*Détails de l'exercice:* Dans le texte à analyser, pour quelle raison donne-t-on un morceau de chocolat à Christiane ?

*Texte à analyser:*
Le monsieur lui a demandé son passeport en lui disant qu'il serait remis au consulat canadien de Zürich. Il a brièvement été question de crémation. Tout cela était aussi irréel qu'une visite à son propre salon funéraire une heure avant de mourir.

Avant de quitter la pièce, on nous a informés que dans une autre partie de la maison, au même moment, un autre «patient» était dans le même processus que nous. Je ne crois pas qu'on ait employé le mot processus. Leur français était un peu hésitant. On s'adressait à moi en anglais pour plus de clarté. Je me suis demandé pourquoi on nous informait de la présence de cet autre «client», de toute façon on n'a vu personne.

On nous a conduits dans une chambre où il y avait un lit et un fauteuil en nous précisant que tout ce qui se passait dans cette pièce était filmé. On a demandé à Christiane si elle préférait le lit ou le fauteuil. Elle a pris place dans le fauteuil. On nous a proposé un café que j'ai accepté.

Le même médecin qui nous avait rendu visite à l'hôtel a fait son entrée. Il a rapidement ausculté Christiane, lui a redit qu'elle pouvait changer d'idée jusqu'à la dernière seconde. Elle pouvait partir, revenir demain, ne pas revenir demain.

On a apporté à Christiane un jus dans lequel il y avait un anxiolytique inoffensif. Elle n'en serait pas indisposée si elle décidait de s'en aller après l'avoir bu.

Christiane avait apporté ses propres pailles de Montréal. Elle a bu le jus.

Il s'est écoulé une quinzaine de minutes, je suppose pour laisser le temps au relaxant d'agir. Puis un employé qu'on n'avait pas encore vu est entré avec le fameux liquide fatal. Pour la couleur on pouvait croire à de l'eau. Pour la quantité, deux ou trois petites gorgées.

On a donné à Christiane un morceau de chocolat en lui expliquant que c'était pour atténuer l'amertume du liquide en question. On lui a redemandé une dernière fois, voulez-vous vraiment aller jusqu'au bout, madame? Je lui tenais la main.

Données de localisation de points sur image:
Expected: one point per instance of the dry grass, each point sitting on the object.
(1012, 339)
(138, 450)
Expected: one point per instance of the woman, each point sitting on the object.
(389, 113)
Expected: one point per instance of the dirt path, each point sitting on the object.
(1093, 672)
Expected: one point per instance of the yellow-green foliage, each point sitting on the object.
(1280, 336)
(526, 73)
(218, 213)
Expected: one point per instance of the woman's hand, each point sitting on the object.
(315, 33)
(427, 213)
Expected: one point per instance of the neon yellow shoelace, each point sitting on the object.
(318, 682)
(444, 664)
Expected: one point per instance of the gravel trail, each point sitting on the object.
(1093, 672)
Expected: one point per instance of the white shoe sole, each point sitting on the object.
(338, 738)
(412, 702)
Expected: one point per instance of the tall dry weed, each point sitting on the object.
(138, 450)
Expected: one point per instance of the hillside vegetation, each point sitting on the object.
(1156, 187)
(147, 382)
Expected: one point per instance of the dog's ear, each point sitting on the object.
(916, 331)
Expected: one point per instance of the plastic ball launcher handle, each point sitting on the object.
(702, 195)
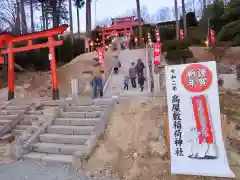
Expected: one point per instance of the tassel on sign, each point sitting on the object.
(157, 53)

*Réponse ci-dessous:* Pour atténuer l'amertume du liquide.